● Document section:
• Fastest way to update 20,000+ game objects position?

    From Zenchess@21:1/5 to All on Wed Sep 2 20:40:04 2020
    Hi, I wrote an external interfacing wrapper for Raylib, and duplicated their BunnyMark demo. I was surprised that I could spawn far less bunnies without a lot of FPS drop. After some profiling, it turned out that updating the positions of each bunny
    by += velocity was taking a very long time, something like 50+ms on 20,000 objects.

    What would be the fastest way to do this just inside dolphin? I know that the theoretical fastest way would probably be to write a c++ library to do it.

    The way I was doing it was I had bunny objects, with points for position and velocity. They were stored in an OrderedCollection, and then a do:[:each| each position: each position + each velocity].

    I know very little about optimization in Smalltalk so I would appreciate any advice on this topic, thanks - Jacob

    --- SoupGate-Win32 v1.05
    * Origin: fsxNet Usenet Gateway (21:1/5)
  • From Sergio Del Franco@21:1/5 to All on Fri Sep 4 09:03:53 2020
    El Thursday, September 3, 2020 a la(s) 12:40:05 AM UTC-3, Zenchess escribió:
    Hi, I wrote an external interfacing wrapper for Raylib, and duplicated their BunnyMark demo. I was surprised that I could spawn far less bunnies without a lot of FPS drop. After some profiling, it turned out that updating the positions of each bunny by
    += velocity was taking a very long time, something like 50+ms on 20,000 objects.
    What would be the fastest way to do this just inside dolphin? I know that the theoretical fastest way would probably be to write a c++ library to do it.
    The way I was doing it was I had bunny objects, with points for position and velocity. They were stored in an OrderedCollection, and then a do:[:each| each position: each position + each velocity].
    I know very little about optimization in Smalltalk so I would appreciate any advice on this topic, thanks - Jacob

    The profiler should help you find where the problem is.

● Provided material:
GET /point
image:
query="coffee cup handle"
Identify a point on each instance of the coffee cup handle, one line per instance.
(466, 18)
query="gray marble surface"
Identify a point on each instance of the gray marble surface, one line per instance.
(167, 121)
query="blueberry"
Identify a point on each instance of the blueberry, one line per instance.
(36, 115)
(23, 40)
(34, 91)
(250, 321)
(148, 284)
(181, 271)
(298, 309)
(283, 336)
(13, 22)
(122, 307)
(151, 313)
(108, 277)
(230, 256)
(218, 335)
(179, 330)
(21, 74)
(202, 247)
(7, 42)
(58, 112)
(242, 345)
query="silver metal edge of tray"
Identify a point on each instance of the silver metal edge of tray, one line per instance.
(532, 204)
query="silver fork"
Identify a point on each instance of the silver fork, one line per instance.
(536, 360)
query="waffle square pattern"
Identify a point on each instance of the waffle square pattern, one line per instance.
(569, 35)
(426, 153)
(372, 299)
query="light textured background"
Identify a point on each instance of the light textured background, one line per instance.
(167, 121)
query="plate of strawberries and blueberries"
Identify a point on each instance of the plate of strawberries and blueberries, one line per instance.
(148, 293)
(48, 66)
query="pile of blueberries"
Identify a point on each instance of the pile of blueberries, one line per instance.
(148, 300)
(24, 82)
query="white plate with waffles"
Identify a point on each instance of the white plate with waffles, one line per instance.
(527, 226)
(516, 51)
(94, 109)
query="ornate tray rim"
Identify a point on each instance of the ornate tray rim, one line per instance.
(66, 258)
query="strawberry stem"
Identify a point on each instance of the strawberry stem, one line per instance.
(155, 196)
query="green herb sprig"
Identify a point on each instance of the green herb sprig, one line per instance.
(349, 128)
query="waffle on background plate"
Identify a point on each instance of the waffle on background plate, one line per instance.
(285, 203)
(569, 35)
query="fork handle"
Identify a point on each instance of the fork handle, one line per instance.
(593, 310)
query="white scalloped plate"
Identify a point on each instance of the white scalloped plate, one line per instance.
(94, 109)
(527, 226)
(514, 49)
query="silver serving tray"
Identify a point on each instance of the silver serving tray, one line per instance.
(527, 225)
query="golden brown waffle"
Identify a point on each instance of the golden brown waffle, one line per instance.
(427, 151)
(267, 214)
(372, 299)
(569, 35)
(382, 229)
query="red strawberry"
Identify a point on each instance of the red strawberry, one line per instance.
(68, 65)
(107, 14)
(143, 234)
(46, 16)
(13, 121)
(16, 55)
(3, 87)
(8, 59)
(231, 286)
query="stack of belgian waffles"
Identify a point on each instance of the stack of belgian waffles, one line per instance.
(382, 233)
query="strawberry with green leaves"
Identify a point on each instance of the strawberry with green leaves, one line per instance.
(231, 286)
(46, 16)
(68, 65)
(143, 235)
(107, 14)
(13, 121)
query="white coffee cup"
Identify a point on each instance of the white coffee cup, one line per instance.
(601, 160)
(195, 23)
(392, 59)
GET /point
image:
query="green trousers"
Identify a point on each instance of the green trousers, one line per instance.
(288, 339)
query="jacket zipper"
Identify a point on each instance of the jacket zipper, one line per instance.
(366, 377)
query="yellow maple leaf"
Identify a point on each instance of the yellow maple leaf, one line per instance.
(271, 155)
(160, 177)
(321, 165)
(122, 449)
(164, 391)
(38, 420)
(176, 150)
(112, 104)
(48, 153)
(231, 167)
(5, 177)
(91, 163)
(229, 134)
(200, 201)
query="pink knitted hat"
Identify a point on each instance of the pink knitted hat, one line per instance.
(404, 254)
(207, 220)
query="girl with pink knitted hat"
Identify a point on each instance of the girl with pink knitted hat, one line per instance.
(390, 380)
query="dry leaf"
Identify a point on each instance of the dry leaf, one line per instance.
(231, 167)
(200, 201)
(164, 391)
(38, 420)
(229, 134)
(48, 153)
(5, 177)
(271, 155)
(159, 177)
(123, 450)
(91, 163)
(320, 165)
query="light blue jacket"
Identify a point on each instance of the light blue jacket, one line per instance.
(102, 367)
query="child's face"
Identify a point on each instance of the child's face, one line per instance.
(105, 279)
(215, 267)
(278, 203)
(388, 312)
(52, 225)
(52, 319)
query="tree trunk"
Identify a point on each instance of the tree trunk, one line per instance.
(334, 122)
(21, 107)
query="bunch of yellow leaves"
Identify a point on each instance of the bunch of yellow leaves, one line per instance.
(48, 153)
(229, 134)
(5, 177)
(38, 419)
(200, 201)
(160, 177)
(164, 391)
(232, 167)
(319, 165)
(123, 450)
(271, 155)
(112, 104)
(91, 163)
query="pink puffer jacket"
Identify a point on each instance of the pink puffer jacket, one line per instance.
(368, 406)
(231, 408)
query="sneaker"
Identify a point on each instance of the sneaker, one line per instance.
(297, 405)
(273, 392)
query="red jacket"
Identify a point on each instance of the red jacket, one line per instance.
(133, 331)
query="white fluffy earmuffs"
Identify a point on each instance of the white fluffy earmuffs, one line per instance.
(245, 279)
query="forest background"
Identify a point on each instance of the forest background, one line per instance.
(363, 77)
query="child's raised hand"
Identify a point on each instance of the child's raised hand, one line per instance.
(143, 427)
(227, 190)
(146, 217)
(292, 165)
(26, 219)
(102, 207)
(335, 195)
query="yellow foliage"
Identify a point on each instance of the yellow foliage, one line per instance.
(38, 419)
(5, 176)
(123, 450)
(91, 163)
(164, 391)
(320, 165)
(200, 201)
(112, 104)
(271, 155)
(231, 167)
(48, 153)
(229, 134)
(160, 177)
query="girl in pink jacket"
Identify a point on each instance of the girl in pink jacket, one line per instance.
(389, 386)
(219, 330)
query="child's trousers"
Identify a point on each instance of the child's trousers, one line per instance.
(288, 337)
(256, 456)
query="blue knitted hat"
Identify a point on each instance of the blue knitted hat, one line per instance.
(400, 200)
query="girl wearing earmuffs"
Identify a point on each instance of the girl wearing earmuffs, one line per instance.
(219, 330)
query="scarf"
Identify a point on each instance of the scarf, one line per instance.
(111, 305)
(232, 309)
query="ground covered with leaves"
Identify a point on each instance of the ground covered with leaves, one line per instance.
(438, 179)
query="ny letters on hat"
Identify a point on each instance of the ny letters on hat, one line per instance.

● What this exercise asks:
a – List every personal name or user handle that appears in the thread on updating game object positions.
b – Pick up the thread on updating game object positions after its last sentence and continue it.
The lines above are taken from a different source than the thread.

● Answers per task:
a – Zenchess, Sergio Del Franco, Jacob

b –
    E.g.:
    [BunnyMarkDemo run] profile.
    Then select the sample set in the first tab and analize the information the last four tabs. As this is your first time, I recommend you to start by the last one, "Time".

    --- SoupGate-Win32 v1.05
    * Origin: fsxNet Usenet Gateway (21:1/5)
  • From Bruno Buzzi Brassesco@21:1/5 to All on Mon Sep 7 10:02:51 2020
    Hi,

    Did you take a look at:
    https://www.youtube.com/watch?v=NiJWcQJseLQ https://www.youtube.com/watch?v=nIb9rmxJ4Ko https://www.youtube.com/watch?v=_6Obmt0hGh4 https://www.youtube.com/watch?v=koOsS-vD-XA

    For all simulations you have to create a subclass od DoubleBufferedView (or maybe create your own DoubleBufferedView).

    regards,
    bruno

    --- SoupGate-Win32 v1.05
    * Origin: fsxNet Usenet Gateway (21:1/5)
  • From Zenchess@21:1/5 to All on Mon Sep 7 21:54:06 2020
    Yes, I've already been rendering games with opengl. I'm using GLFW to create the window, not dolphin.
    The problem isn't a rendering issue - it's that running the code I gave above takes a very long time to execute.

    Here is an example code that illustrates the issue a := OrderedCollection new.

    1 to: 20000 do: [:count|
    a add: (2@2)].

    Time millisecondsToRun: [
    1 to: 20000 do: [:index|
    (a at: index) x: index]
    ]

    would give like 50-80 ms to run the second block.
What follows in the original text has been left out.